## Start GIVEN TEXT

Notes on the Uncanny
Here in Montreal, every corner has its own video arcade and they play
a few new releases, but mostly its older, more obscure stuff. You go to
the counter and you change your money for tokens and then you pick a booth.
Each token gives you a specific length of time so the booth is like its
own universe, a regression chamber, without minutes and hours, but instead
its own unit of time: the token. And then you just flip through the channels
until you something that pleases you, something that holds your attention.

## End GIVEN TEXT
## Start DATA ENTRIES

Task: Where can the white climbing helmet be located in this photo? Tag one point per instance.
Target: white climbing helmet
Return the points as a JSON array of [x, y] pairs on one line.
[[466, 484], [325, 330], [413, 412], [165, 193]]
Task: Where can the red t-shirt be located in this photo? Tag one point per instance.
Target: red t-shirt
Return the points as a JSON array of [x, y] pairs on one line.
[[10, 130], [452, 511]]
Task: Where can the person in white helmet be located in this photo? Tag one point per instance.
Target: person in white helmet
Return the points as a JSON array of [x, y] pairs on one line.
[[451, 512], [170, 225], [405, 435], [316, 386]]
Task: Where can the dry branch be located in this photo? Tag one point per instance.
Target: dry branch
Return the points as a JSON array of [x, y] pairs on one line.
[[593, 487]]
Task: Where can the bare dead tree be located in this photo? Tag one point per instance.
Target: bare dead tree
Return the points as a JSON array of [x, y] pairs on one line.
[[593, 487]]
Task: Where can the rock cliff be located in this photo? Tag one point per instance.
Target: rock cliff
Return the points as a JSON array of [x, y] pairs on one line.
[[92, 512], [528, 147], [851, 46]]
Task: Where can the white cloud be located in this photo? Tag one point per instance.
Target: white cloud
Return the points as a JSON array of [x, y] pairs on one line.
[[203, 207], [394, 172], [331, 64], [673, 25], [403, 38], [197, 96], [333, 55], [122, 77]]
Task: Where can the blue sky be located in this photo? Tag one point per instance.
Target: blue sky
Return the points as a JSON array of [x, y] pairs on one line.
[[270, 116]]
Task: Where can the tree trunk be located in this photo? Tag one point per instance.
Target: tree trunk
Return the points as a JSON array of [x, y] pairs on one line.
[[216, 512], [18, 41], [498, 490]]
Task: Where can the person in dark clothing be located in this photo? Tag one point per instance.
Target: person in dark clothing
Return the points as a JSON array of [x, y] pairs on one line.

## End DATA ENTRIES

#### [COMPLETE THE FOLLOWING]
a. In the arcade passage, why is each booth described as its own universe? Answer in one to three sentences.
b. Repeat the part of the arcade passage that opens with the words containing "Each token gives" and closes with "holds your attention.".

#### [OUTPUTS BY TASK]
a. Each token buys a specific length of time, so the booth has its own unit of time, the token, in place of minutes and hours. That makes it a self-contained world, which the passage calls "a regression chamber."

b.
Each token gives you a specific length of time so the booth is like its
own universe, a regression chamber, without minutes and hours, but instead
its own unit of time: the token. And then you just flip through the channels
until you something that pleases you, something that holds your attention.